*** Opening EXTRACTED ENTRIES ***

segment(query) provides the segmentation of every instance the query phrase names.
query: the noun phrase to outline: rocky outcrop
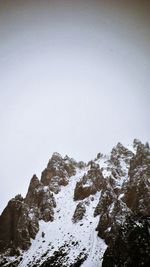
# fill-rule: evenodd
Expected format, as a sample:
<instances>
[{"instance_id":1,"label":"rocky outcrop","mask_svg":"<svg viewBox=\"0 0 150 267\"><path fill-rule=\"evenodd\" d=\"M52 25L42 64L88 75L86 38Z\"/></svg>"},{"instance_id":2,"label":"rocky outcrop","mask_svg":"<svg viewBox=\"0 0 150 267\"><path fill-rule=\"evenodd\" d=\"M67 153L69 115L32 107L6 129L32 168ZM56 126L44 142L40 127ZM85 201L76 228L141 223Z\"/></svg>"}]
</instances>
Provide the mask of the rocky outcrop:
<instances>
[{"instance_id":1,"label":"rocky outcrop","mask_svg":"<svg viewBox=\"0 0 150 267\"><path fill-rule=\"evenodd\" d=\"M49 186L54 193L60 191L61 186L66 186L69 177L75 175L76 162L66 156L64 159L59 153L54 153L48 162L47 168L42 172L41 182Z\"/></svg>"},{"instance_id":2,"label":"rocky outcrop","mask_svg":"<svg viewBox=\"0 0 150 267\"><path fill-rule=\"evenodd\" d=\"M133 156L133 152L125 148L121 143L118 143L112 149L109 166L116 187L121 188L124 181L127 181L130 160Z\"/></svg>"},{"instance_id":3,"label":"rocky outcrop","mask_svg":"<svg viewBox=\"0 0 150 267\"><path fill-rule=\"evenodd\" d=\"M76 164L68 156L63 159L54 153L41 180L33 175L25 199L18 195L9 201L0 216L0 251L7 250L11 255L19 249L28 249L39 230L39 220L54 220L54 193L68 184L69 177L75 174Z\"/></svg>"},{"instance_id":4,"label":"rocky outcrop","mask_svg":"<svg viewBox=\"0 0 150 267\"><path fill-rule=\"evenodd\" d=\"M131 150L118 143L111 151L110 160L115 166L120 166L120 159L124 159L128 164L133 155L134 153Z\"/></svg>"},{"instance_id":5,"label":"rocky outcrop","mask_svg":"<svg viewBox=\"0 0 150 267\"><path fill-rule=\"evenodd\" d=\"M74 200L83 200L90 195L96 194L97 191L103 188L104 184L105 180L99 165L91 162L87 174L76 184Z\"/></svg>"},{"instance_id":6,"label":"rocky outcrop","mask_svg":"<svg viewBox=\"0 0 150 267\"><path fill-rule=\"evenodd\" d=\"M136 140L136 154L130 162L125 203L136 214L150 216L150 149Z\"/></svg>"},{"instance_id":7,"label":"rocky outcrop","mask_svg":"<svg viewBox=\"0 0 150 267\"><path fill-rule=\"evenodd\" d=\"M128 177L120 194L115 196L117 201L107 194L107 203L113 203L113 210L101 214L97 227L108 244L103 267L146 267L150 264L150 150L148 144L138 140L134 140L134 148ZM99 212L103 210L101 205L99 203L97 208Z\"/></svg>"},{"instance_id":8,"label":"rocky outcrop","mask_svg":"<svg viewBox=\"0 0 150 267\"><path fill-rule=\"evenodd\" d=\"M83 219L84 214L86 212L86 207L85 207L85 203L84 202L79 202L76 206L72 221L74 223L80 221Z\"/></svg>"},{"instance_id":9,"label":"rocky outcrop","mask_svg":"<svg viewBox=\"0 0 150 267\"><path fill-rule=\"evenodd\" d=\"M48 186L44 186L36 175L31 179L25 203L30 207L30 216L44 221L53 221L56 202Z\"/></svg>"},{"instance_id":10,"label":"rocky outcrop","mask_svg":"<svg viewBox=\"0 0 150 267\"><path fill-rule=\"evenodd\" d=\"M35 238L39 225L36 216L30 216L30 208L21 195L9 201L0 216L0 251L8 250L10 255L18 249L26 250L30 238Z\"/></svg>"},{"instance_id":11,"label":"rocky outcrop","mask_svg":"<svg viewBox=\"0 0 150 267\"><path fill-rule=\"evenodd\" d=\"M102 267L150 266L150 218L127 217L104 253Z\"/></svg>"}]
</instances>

*** Closing EXTRACTED ENTRIES ***
*** Opening EXTRACTED ENTRIES ***

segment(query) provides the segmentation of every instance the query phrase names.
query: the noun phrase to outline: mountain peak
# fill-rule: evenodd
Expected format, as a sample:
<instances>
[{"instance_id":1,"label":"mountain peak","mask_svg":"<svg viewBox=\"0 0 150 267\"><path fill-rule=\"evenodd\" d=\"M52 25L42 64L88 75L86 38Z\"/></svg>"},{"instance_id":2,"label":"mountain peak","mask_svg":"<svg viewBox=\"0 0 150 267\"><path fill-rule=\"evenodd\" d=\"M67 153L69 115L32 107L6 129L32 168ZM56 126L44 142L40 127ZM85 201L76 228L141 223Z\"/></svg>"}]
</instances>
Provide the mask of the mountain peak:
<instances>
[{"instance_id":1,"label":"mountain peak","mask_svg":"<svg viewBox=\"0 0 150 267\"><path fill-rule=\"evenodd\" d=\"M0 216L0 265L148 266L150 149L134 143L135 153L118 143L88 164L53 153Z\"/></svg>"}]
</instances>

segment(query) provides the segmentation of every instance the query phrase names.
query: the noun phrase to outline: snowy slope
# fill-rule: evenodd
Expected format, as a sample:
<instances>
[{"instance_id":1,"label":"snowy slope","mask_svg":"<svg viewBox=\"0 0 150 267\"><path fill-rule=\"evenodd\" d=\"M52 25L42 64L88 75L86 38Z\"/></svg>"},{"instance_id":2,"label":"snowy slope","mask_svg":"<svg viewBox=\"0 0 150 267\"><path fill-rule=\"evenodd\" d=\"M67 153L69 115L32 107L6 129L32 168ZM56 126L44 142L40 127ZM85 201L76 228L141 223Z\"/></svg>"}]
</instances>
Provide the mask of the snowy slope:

*** Closing EXTRACTED ENTRIES ***

▸ **WORK ORDER**
Throughout the material above, find every line holding "noun" and copy it.

▸ **EXERCISE RESULT**
query: the noun phrase to outline: rocky outcrop
query: the noun phrase to outline: mountain peak
query: the noun phrase to outline: snowy slope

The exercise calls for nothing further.